TASK DIRECTIONS -> The entries below should be transcribed in their entirety, exactly as written.

[Records from a dataset]
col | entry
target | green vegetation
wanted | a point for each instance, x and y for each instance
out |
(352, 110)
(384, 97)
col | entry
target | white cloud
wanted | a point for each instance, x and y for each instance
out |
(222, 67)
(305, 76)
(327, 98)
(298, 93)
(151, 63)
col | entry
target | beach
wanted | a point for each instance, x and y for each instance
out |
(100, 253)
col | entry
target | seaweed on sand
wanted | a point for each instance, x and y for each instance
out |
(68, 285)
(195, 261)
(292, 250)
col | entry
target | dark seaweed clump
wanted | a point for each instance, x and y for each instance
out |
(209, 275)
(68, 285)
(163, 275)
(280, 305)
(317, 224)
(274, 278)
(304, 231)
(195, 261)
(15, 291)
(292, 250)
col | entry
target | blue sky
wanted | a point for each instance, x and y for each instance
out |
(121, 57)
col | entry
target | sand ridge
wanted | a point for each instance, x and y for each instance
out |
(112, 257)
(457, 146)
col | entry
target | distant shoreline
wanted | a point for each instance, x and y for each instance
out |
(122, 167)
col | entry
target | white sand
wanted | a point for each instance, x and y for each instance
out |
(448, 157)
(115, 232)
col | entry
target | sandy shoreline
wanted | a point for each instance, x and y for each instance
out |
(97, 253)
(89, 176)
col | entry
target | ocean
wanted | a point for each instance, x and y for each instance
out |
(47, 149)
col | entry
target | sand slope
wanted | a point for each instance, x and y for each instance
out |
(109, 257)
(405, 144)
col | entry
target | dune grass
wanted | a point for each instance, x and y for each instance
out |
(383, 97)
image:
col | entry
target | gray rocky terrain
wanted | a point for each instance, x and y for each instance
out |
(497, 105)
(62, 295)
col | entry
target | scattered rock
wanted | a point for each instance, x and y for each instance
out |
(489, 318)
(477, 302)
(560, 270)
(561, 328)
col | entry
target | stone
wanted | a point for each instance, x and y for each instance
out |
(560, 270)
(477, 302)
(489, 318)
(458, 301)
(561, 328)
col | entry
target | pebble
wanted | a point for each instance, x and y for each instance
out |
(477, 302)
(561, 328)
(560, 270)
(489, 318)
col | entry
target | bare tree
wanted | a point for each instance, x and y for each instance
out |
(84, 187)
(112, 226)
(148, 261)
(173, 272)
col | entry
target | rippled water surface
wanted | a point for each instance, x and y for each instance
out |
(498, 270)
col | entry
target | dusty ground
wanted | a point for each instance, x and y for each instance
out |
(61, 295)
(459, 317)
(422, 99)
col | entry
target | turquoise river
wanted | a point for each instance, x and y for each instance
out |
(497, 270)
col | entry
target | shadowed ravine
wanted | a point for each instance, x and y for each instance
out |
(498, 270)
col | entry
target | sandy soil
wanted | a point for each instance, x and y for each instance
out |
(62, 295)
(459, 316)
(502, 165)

EXERCISE SOLUTION ->
col | entry
target | green vegetation
wanted | a point for each instance, x and y for each instance
out |
(352, 110)
(384, 97)
col | entry
target | white cloud
wanted | a point for each instance, x and y for each instance
out |
(222, 67)
(305, 76)
(327, 98)
(298, 93)
(151, 63)
col | entry
target | beach
wanted | a point for each instance, x and y for each instance
out |
(100, 253)
col | entry
target | seaweed on sand
wanted | a point for each instance, x and y for each instance
out |
(68, 285)
(195, 261)
(292, 250)
col | entry
target | dark seaweed clump
wanted | a point for each instance, x and y for each instance
out |
(209, 275)
(68, 285)
(163, 275)
(280, 305)
(317, 224)
(274, 278)
(304, 231)
(195, 261)
(15, 291)
(292, 250)
col | entry
target | blue sky
wanted | a point for each instance, x and y for each instance
out |
(121, 57)
col | entry
target | sand ridge
wanted | a point for each instance, x and y for each instance
out |
(112, 257)
(457, 146)
col | entry
target | distant shoreline
wanted | a point for each instance, x and y for each instance
out |
(122, 167)
col | entry
target | white sand
wanted | a point for each instance, x and y for each instance
out |
(448, 157)
(115, 232)
col | entry
target | sandy shoreline
wanted | a point for each instance, x and y for each instance
out |
(97, 253)
(89, 176)
col | entry
target | ocean
wanted | a point for each instance, x and y for each instance
out |
(47, 149)
col | entry
target | sand slope
wanted | a point for each instance, x and y for each instance
out |
(109, 257)
(405, 144)
col | entry
target | dune grass
wanted | a point for each instance, x and y for each instance
out |
(383, 97)
image:
col | entry
target | gray rocky terrain
wanted | a point for each instance, x and y for each instance
out |
(497, 105)
(62, 295)
col | entry
target | scattered rock
wanted | a point for each instance, x and y for each instance
out |
(489, 318)
(477, 302)
(560, 270)
(561, 328)
col | entry
target | stone
wanted | a point for each instance, x and y for each instance
out |
(560, 270)
(477, 302)
(489, 318)
(458, 301)
(561, 328)
col | entry
target | pebble
wanted | a point for each instance, x and y for each instance
out |
(477, 302)
(561, 328)
(560, 270)
(489, 318)
col | entry
target | bare tree
wanted | a point for each instance, x and y for each instance
out |
(84, 187)
(112, 226)
(148, 261)
(173, 272)
col | entry
target | rippled water surface
wanted | a point for each instance, x and y for each instance
out |
(498, 270)
col | entry
target | dusty ground
wanted | a point for each instance, x and y for each instance
out |
(61, 295)
(459, 317)
(422, 99)
col | entry
target | turquoise river
wanted | a point for each instance, x and y for each instance
out |
(497, 270)
col | entry
target | shadowed ravine
wanted | a point for each instance, x and y for each instance
out |
(498, 270)
col | entry
target | sandy soil
wanted | a point for each instance, x and y for each instance
out |
(62, 295)
(459, 316)
(502, 165)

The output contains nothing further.